[Dataset records]
______

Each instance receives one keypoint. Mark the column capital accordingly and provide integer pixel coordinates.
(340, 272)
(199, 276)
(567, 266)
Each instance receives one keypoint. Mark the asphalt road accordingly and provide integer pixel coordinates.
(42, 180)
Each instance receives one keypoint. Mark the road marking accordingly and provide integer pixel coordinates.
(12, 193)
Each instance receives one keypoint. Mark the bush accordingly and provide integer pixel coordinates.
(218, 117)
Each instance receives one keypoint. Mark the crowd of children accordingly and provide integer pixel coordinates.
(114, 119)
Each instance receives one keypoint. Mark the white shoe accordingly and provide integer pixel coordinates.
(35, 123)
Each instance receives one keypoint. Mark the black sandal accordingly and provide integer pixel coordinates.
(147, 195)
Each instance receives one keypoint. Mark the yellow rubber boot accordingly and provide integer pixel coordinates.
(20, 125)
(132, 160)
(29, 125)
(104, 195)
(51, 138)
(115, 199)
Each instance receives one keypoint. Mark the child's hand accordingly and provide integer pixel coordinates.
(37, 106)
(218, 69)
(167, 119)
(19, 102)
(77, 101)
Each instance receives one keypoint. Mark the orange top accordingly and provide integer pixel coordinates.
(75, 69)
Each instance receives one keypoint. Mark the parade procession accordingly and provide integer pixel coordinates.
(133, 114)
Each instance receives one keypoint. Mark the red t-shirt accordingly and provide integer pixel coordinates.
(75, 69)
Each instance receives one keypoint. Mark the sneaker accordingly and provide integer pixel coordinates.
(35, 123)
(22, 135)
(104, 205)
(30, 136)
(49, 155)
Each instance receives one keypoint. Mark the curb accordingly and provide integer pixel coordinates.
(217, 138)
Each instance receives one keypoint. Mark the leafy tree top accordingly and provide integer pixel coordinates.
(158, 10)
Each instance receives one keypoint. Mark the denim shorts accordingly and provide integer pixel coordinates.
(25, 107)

______

Reproduce every record above exactly.

Each instance receives one keypoint. Mark the column capital accordingly and provide integer pixel coordinates.
(340, 272)
(199, 276)
(567, 266)
Each instance receives one keypoint. Mark the asphalt road accordingly and provide integer pixel coordinates.
(42, 180)
Each instance receives one keypoint. Mark the road marking accordingly and provide integer pixel coordinates.
(12, 193)
Each instance receives one keypoint. Mark the bush accordingly and provide integer pixel coordinates.
(218, 117)
Each instance receives one keypoint. Mark the crowd of children accordingly and provide integer pixel coordinates.
(114, 119)
Each instance receives one keypoint. Mark the white shoe accordingly and provide integer pixel coordinates.
(35, 123)
Each instance receives one keypoint. Mark the black sandal accordingly and provide integer pixel coordinates.
(147, 195)
Each instance receives one keypoint. Mark the yellow rubber boot accordingly and provide integer pixel coordinates.
(20, 125)
(132, 160)
(29, 125)
(104, 195)
(51, 138)
(115, 199)
Each instance receives one keypoint. Mark the child's hand accordingly and provide integer pixel coordinates.
(37, 106)
(218, 69)
(167, 119)
(19, 102)
(77, 101)
Each instance receives one keypoint. Mark the orange top accordingly and provide integer pixel coordinates.
(75, 69)
Each instance receives one keypoint. Mark the parade procession accordingly and provide integer pixel coordinates.
(133, 114)
Each instance receives one keypoint. Mark the red t-shirt accordingly and provide integer pixel coordinates.
(75, 69)
Each instance receives one keypoint. Mark the sneaker accordingly and provide integer pixel coordinates.
(35, 123)
(22, 135)
(104, 205)
(30, 136)
(49, 155)
Each instance receives one keypoint. Mark the curb accordingly and provide integer pixel coordinates.
(217, 138)
Each instance receives one keypoint. Mark the leafy tree top accordingly and provide integer pixel coordinates.
(158, 10)
Each instance receives one keypoint. Mark the denim shorts accordingly and provide integer pixel coordinates.
(25, 107)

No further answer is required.